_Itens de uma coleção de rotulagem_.
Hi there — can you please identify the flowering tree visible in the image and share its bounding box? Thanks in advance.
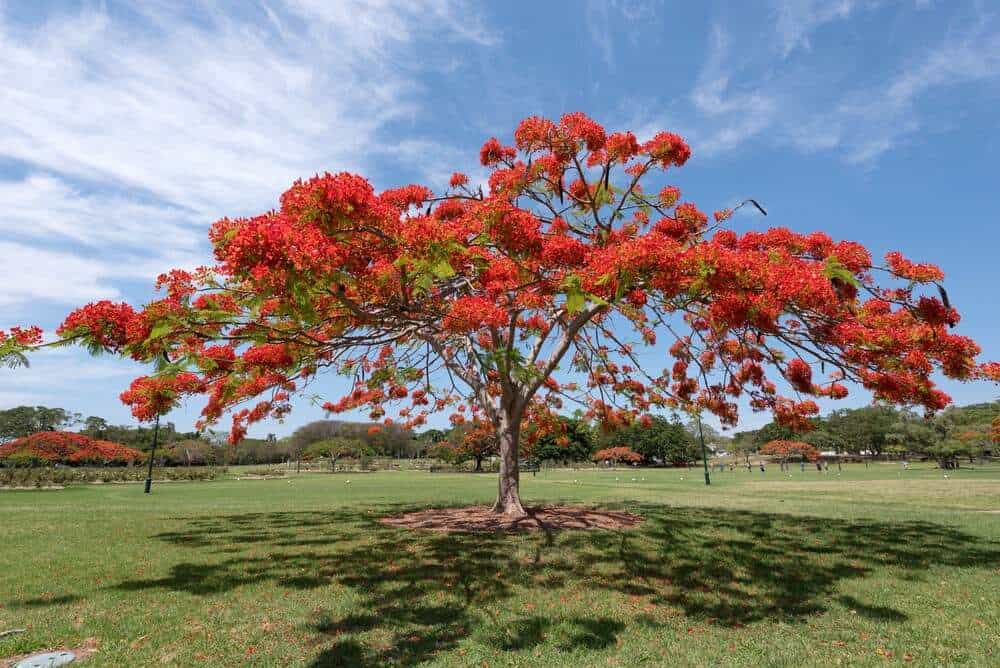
[0,431,142,464]
[0,113,1000,516]
[431,419,498,471]
[592,445,642,464]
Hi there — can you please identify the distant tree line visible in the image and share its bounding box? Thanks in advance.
[728,401,1000,468]
[0,401,1000,469]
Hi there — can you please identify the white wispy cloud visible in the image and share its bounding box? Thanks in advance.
[633,5,1000,167]
[583,0,663,67]
[0,0,496,314]
[690,25,778,156]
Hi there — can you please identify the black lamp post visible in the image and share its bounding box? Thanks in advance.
[697,413,712,485]
[146,415,160,494]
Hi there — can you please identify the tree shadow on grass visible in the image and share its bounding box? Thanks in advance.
[111,505,1000,666]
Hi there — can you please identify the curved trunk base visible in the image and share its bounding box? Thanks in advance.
[493,492,528,520]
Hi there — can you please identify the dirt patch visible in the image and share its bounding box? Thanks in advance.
[0,638,97,668]
[379,506,643,533]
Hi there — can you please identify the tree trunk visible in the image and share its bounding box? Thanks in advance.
[493,417,528,519]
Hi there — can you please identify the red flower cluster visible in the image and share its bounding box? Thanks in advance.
[15,113,1000,452]
[120,372,205,422]
[0,431,142,464]
[0,325,42,346]
[56,299,145,353]
[442,297,509,333]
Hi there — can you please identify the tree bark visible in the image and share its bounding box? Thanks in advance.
[493,417,528,519]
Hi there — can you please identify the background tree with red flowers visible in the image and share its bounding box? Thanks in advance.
[9,113,1000,517]
[592,445,642,464]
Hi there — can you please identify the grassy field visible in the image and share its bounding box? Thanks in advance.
[0,464,1000,666]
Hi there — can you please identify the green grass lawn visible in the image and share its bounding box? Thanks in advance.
[0,464,1000,666]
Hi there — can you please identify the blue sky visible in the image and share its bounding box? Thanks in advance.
[0,0,1000,435]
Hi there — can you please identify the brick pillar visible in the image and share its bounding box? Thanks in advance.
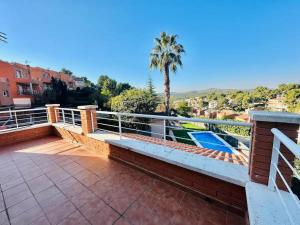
[249,111,300,189]
[78,105,98,135]
[46,104,60,123]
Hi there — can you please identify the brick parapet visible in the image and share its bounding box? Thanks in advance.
[249,113,299,190]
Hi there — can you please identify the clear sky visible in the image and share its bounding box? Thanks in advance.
[0,0,300,91]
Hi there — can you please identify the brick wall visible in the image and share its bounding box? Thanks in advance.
[249,121,299,189]
[54,128,247,211]
[0,125,53,146]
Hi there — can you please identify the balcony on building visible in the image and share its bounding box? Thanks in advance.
[0,104,300,225]
[17,83,32,96]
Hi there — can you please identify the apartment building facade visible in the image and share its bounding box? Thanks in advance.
[0,60,76,106]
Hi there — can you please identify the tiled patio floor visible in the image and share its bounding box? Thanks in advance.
[123,133,248,166]
[0,137,244,225]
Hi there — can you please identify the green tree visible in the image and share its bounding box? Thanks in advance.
[115,83,132,95]
[277,83,300,95]
[147,77,156,96]
[43,77,68,105]
[98,75,117,97]
[285,89,300,112]
[176,101,192,117]
[60,68,73,76]
[111,89,158,114]
[0,32,7,43]
[252,86,271,103]
[150,32,185,115]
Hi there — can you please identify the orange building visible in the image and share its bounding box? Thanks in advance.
[0,60,75,106]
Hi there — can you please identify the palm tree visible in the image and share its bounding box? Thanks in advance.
[0,32,7,42]
[150,32,185,115]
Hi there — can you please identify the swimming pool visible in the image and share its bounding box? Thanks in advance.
[188,131,238,154]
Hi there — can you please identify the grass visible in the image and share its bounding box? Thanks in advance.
[173,123,206,145]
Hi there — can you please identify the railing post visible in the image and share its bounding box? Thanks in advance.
[268,136,280,191]
[15,112,19,128]
[91,110,95,132]
[118,115,122,139]
[71,110,75,125]
[78,105,98,135]
[249,111,300,190]
[61,109,66,123]
[163,119,167,142]
[46,104,60,123]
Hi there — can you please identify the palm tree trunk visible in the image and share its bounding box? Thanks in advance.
[164,65,170,116]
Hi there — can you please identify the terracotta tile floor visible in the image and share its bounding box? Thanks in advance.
[0,137,244,225]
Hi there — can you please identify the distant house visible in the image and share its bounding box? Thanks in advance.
[73,77,86,89]
[208,100,218,109]
[267,96,287,112]
[0,60,81,106]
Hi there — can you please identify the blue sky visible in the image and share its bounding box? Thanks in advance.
[0,0,300,91]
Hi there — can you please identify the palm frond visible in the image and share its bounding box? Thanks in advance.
[0,32,7,43]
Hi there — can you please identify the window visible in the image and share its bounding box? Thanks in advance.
[43,73,50,78]
[3,90,9,97]
[16,70,23,78]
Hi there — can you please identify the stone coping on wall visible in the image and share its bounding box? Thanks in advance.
[245,182,300,225]
[88,131,249,187]
[0,123,52,135]
[52,123,83,134]
[249,111,300,124]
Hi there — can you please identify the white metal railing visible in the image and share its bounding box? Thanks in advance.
[92,111,252,156]
[268,128,300,224]
[0,108,48,133]
[55,108,81,126]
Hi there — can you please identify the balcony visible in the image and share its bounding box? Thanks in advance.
[0,105,300,225]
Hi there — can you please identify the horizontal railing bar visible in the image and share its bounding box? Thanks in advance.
[271,128,300,158]
[273,147,300,180]
[0,108,47,114]
[97,123,119,127]
[272,178,295,225]
[122,127,164,136]
[55,108,80,112]
[166,126,250,140]
[96,117,119,121]
[272,163,300,210]
[0,121,48,133]
[121,120,164,127]
[97,128,119,135]
[96,111,253,127]
[13,116,48,121]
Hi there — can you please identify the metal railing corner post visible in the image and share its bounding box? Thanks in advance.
[268,135,280,191]
[118,114,122,139]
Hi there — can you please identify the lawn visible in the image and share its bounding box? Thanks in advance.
[173,123,206,145]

_OBJETIVO DO EXERCÍCIO_. Atualize todas as linhas acima, substituindo "Hi there" por "Hello" e mantendo todo o resto inalterado. Omita as imagens na resposta.

_RESPOSTA COMPLETA_.
Hello — can you please identify the flowering tree visible in the image and share its bounding box? Thanks in advance.
[0,431,142,464]
[0,113,1000,516]
[431,419,498,471]
[592,445,642,464]
Hello — can you please identify the distant tree line visible in the image and share its bounding box? Thanks in advance.
[728,401,1000,468]
[0,401,1000,469]
Hello — can you please identify the white wispy cloud visible in the image and share its bounding box? Thanks in advance.
[633,5,1000,167]
[583,0,663,67]
[0,0,496,314]
[690,25,778,156]
Hello — can you please identify the black lamp post visible in the image and share its bounding box? Thanks in advance.
[697,413,712,485]
[146,415,160,494]
Hello — can you please identify the tree shadow on grass visible in the image and share its bounding box? Thanks in advance.
[111,505,1000,666]
Hello — can you please identify the curved trunk base visible in the image and share its bounding box? Thanks in advance.
[493,492,528,520]
Hello — can you please identify the dirt patch visible in the image and share its bounding box? Thanks in advance.
[0,638,97,668]
[379,506,643,533]
Hello — can you please identify the tree trunk visible in the image and share its bounding box? Thanks in advance.
[493,417,528,519]
Hello — can you please identify the red flower cluster visible in the image and share its bounding box? Thanks in advance.
[15,113,1000,452]
[120,372,205,422]
[0,431,142,464]
[0,325,42,346]
[56,299,145,353]
[442,297,509,333]
Hello — can you please identify the tree bark visible in the image and share its bounding box? Thanks in advance.
[493,417,528,519]
Hello — can you please identify the background tree with red flowers visible in the image and share its bounding box? Thanks in advance.
[9,113,1000,517]
[592,445,642,464]
Hello — can you please identify the grassy field visible in the image and share its bounding box? Thanks in advance.
[0,464,1000,666]
Hello — can you please identify the green grass lawn visible in the image and share its bounding box? Thanks in advance.
[0,464,1000,666]
Hello — can you please identify the blue sky visible in the image and share its bounding box? Thanks in advance.
[0,0,1000,435]
Hello — can you please identify the brick pillar visible in the image and share its bounding box? Thanks in advance.
[249,111,300,189]
[78,105,98,135]
[46,104,60,123]
Hello — can you please identify the brick parapet visible in the image and share its bounding box? Thanks in advance.
[249,113,299,190]
Hello — can you please identify the clear sky visible in the image and share its bounding box? Thanks in advance.
[0,0,300,91]
Hello — can you please identify the brick wall visible in the image and share its bounding box? Thanks in advance.
[249,121,299,189]
[54,128,247,211]
[0,125,53,146]
Hello — can you please identify the balcony on building visible in the image and share its bounding box? Thanks in advance.
[0,104,300,225]
[17,83,32,96]
Hello — can you please identify the apartment building facade visible in the image and share its bounding box? Thanks in advance.
[0,60,76,106]
Hello — can you please identify the tiled patio floor visible in the image and share its bounding box? Thanks in advance.
[123,133,248,166]
[0,137,244,225]
Hello — can you please identify the green tree visible in the image and share its bounding box? Thanks in advance.
[115,83,132,95]
[277,83,300,95]
[147,77,156,96]
[43,77,68,105]
[98,75,117,97]
[285,89,300,112]
[176,101,192,117]
[60,68,73,76]
[111,89,158,114]
[0,32,7,43]
[252,86,271,103]
[150,32,185,115]
Hello — can you please identify the orange building visible in the image and share its bounding box? Thanks in advance.
[0,60,75,106]
Hello — can you please identify the palm tree visible in the image and share its bounding box? Thanks in advance.
[0,32,7,42]
[150,32,185,115]
Hello — can you please identify the swimming pool visible in the image and share its bounding box? Thanks in advance.
[188,131,238,154]
Hello — can you please identify the grass visible in the image and share its bounding box? Thanks in advance.
[173,123,206,145]
Hello — can you please identify the railing post visible in the image and share its bounding box? Thanks in advance.
[268,136,280,191]
[15,112,19,128]
[91,110,95,132]
[118,115,122,139]
[71,110,75,125]
[78,105,98,135]
[249,111,300,190]
[61,109,66,123]
[163,119,167,142]
[46,104,60,123]
Hello — can you please identify the palm tree trunk visible in the image and share its bounding box? Thanks in advance.
[164,65,170,116]
Hello — can you please identify the terracotta tile floor visible in the image and share its bounding box? Thanks in advance.
[0,137,244,225]
Hello — can you please identify the distant house visible in the image and share its bounding box? Thanks in advance.
[73,77,86,89]
[208,100,218,109]
[267,96,287,112]
[0,60,81,106]
Hello — can you please identify the blue sky visible in the image and share its bounding box? Thanks in advance.
[0,0,300,91]
Hello — can you please identify the palm frond visible in the image and share its bounding box? Thanks in advance.
[0,32,7,43]
Hello — can you please identify the window visible in the image and share its bounding box? Thanks in advance.
[43,73,50,78]
[3,90,9,97]
[16,70,23,78]
Hello — can you please identify the stone coping on wall visible in the image and share its bounding box? Thanks in advance.
[245,182,300,225]
[88,131,249,187]
[0,123,52,135]
[52,123,83,134]
[249,111,300,124]
Hello — can you please identify the white metal railing visible in the image and share its bounding box? Thanks in advance.
[92,111,252,156]
[268,128,300,224]
[0,108,48,133]
[55,108,81,126]
Hello — can you please identify the balcony visible in the image and share its bounding box? Thanks in advance.
[0,105,300,225]
Hello — can you please identify the horizontal railing bar visible in the image and share its bounding box? Thanks in advance.
[271,128,300,158]
[273,147,300,180]
[0,108,47,114]
[97,123,119,127]
[272,178,295,225]
[122,127,164,136]
[55,108,80,112]
[166,126,250,140]
[96,117,119,121]
[272,163,300,210]
[0,121,48,133]
[121,120,164,127]
[97,128,119,135]
[96,111,253,127]
[13,116,48,121]
Hello — can you please identify the metal railing corner post visible in the image and share its bounding box? Thanks in advance.
[268,135,280,191]
[118,114,122,139]
Hello — can you please identify the lawn visible in the image and share its bounding box? Thanks in advance.
[173,123,206,145]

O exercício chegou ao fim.